Aim » Quote everything from the start of the items down to the line that contains "top-left (449, 70), bottom-right (514, 135)", including both ends, and leave the pictures out.
○ ○ ○
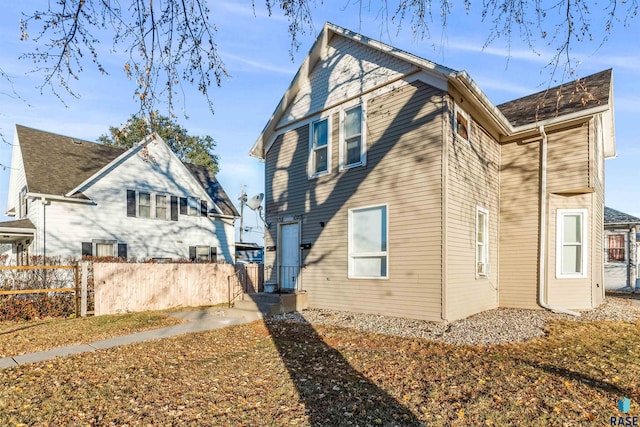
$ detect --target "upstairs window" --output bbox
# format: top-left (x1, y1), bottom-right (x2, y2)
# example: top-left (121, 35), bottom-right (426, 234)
top-left (476, 206), bottom-right (489, 276)
top-left (180, 197), bottom-right (209, 216)
top-left (138, 192), bottom-right (151, 218)
top-left (340, 105), bottom-right (365, 168)
top-left (156, 194), bottom-right (167, 219)
top-left (453, 104), bottom-right (471, 142)
top-left (127, 190), bottom-right (178, 221)
top-left (188, 197), bottom-right (200, 216)
top-left (556, 209), bottom-right (587, 278)
top-left (309, 118), bottom-right (331, 178)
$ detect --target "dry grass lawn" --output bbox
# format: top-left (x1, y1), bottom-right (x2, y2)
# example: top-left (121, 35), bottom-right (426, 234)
top-left (0, 321), bottom-right (640, 426)
top-left (0, 312), bottom-right (182, 357)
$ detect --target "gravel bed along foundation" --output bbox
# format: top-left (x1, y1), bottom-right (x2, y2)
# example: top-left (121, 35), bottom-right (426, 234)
top-left (269, 297), bottom-right (640, 345)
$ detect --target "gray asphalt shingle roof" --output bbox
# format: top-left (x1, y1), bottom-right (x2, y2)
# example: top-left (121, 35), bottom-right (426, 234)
top-left (16, 125), bottom-right (124, 196)
top-left (16, 125), bottom-right (239, 216)
top-left (604, 206), bottom-right (640, 224)
top-left (498, 69), bottom-right (612, 126)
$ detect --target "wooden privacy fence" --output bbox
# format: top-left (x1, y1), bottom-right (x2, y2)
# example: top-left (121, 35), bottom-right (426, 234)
top-left (227, 264), bottom-right (264, 307)
top-left (0, 263), bottom-right (86, 317)
top-left (93, 262), bottom-right (262, 316)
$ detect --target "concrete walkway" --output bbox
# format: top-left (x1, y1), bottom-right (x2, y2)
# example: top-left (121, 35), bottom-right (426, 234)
top-left (0, 308), bottom-right (261, 369)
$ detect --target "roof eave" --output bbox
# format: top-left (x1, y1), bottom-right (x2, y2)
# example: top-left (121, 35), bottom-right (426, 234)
top-left (249, 22), bottom-right (457, 160)
top-left (449, 70), bottom-right (514, 135)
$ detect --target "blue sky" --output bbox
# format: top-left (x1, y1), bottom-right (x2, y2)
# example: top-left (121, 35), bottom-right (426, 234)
top-left (0, 0), bottom-right (640, 242)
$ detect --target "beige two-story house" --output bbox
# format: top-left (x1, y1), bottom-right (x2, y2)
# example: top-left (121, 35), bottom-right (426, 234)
top-left (251, 20), bottom-right (615, 321)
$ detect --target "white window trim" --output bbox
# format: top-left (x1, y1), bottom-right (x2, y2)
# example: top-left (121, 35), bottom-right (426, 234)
top-left (136, 190), bottom-right (155, 219)
top-left (475, 206), bottom-right (491, 277)
top-left (338, 103), bottom-right (367, 171)
top-left (347, 203), bottom-right (389, 280)
top-left (130, 189), bottom-right (172, 221)
top-left (307, 115), bottom-right (333, 179)
top-left (151, 193), bottom-right (171, 221)
top-left (453, 102), bottom-right (471, 144)
top-left (91, 239), bottom-right (118, 258)
top-left (556, 209), bottom-right (589, 279)
top-left (187, 196), bottom-right (202, 216)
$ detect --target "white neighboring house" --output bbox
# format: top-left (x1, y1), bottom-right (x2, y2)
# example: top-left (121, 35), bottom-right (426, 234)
top-left (0, 125), bottom-right (239, 264)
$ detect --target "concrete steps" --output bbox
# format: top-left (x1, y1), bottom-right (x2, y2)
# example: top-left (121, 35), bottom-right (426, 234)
top-left (231, 292), bottom-right (308, 318)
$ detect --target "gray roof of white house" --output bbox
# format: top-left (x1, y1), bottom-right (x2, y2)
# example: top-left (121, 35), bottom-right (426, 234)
top-left (604, 206), bottom-right (640, 225)
top-left (16, 125), bottom-right (240, 216)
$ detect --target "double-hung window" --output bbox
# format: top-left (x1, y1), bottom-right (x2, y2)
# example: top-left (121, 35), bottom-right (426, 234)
top-left (349, 205), bottom-right (389, 279)
top-left (556, 209), bottom-right (587, 278)
top-left (340, 105), bottom-right (366, 168)
top-left (156, 194), bottom-right (167, 219)
top-left (95, 242), bottom-right (116, 257)
top-left (138, 192), bottom-right (151, 218)
top-left (126, 190), bottom-right (178, 221)
top-left (476, 206), bottom-right (489, 276)
top-left (309, 118), bottom-right (331, 178)
top-left (188, 197), bottom-right (200, 216)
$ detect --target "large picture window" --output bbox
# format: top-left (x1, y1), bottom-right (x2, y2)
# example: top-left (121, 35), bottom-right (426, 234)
top-left (340, 105), bottom-right (365, 168)
top-left (556, 209), bottom-right (587, 278)
top-left (309, 119), bottom-right (331, 177)
top-left (476, 206), bottom-right (489, 276)
top-left (349, 205), bottom-right (389, 279)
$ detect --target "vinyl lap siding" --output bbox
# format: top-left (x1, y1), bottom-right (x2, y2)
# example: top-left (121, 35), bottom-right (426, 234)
top-left (547, 123), bottom-right (594, 309)
top-left (589, 120), bottom-right (605, 307)
top-left (278, 37), bottom-right (415, 126)
top-left (547, 124), bottom-right (590, 193)
top-left (499, 142), bottom-right (540, 308)
top-left (446, 117), bottom-right (500, 321)
top-left (265, 82), bottom-right (443, 320)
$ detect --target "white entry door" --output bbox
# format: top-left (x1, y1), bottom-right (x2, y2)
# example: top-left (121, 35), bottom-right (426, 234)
top-left (278, 223), bottom-right (300, 291)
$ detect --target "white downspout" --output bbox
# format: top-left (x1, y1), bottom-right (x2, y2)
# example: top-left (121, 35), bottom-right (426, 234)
top-left (538, 125), bottom-right (580, 316)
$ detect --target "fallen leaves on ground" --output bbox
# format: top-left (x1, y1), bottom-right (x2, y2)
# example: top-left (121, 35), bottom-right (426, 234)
top-left (0, 312), bottom-right (183, 357)
top-left (0, 321), bottom-right (640, 426)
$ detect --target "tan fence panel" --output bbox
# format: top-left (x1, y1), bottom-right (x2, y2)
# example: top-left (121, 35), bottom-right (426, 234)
top-left (93, 263), bottom-right (235, 316)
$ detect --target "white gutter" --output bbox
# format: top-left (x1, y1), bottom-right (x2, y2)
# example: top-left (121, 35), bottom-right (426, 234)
top-left (27, 192), bottom-right (96, 205)
top-left (538, 125), bottom-right (580, 316)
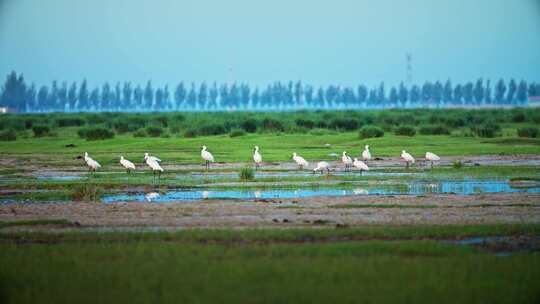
○ ○ ○
Correct response »
$ detect --target "upstairs window" --output bbox
# format: top-left (x1, y1), bottom-right (x2, y2)
# example: top-left (121, 35), bottom-right (426, 234)
top-left (476, 206), bottom-right (489, 276)
top-left (180, 197), bottom-right (209, 216)
top-left (138, 192), bottom-right (151, 218)
top-left (340, 105), bottom-right (365, 168)
top-left (156, 194), bottom-right (167, 219)
top-left (453, 104), bottom-right (471, 142)
top-left (127, 190), bottom-right (178, 221)
top-left (188, 197), bottom-right (200, 216)
top-left (556, 209), bottom-right (587, 278)
top-left (309, 118), bottom-right (331, 178)
$ detect --target "dry grass lawn" --output bbox
# format: top-left (x1, y1), bottom-right (x2, y2)
# example: top-left (121, 35), bottom-right (426, 234)
top-left (0, 321), bottom-right (640, 426)
top-left (0, 312), bottom-right (182, 357)
$ detect --target "gravel bed along foundation" --output bbox
# format: top-left (x1, y1), bottom-right (x2, y2)
# example: top-left (121, 35), bottom-right (426, 234)
top-left (269, 297), bottom-right (640, 345)
$ detect --target "gray asphalt shingle roof" --output bbox
# format: top-left (x1, y1), bottom-right (x2, y2)
# example: top-left (121, 35), bottom-right (426, 234)
top-left (16, 125), bottom-right (124, 196)
top-left (16, 125), bottom-right (239, 216)
top-left (604, 206), bottom-right (640, 224)
top-left (498, 69), bottom-right (612, 126)
$ detect --target "wooden privacy fence" --output bbox
# format: top-left (x1, y1), bottom-right (x2, y2)
# example: top-left (121, 35), bottom-right (426, 234)
top-left (227, 264), bottom-right (264, 307)
top-left (0, 263), bottom-right (86, 317)
top-left (93, 262), bottom-right (262, 316)
$ detect --target "concrete walkway" --output bbox
# format: top-left (x1, y1), bottom-right (x2, y2)
# example: top-left (121, 35), bottom-right (426, 234)
top-left (0, 308), bottom-right (261, 369)
$ detect --target "roof eave" --output bbox
# format: top-left (x1, y1), bottom-right (x2, y2)
# example: top-left (121, 35), bottom-right (426, 234)
top-left (249, 22), bottom-right (457, 160)
top-left (449, 70), bottom-right (514, 135)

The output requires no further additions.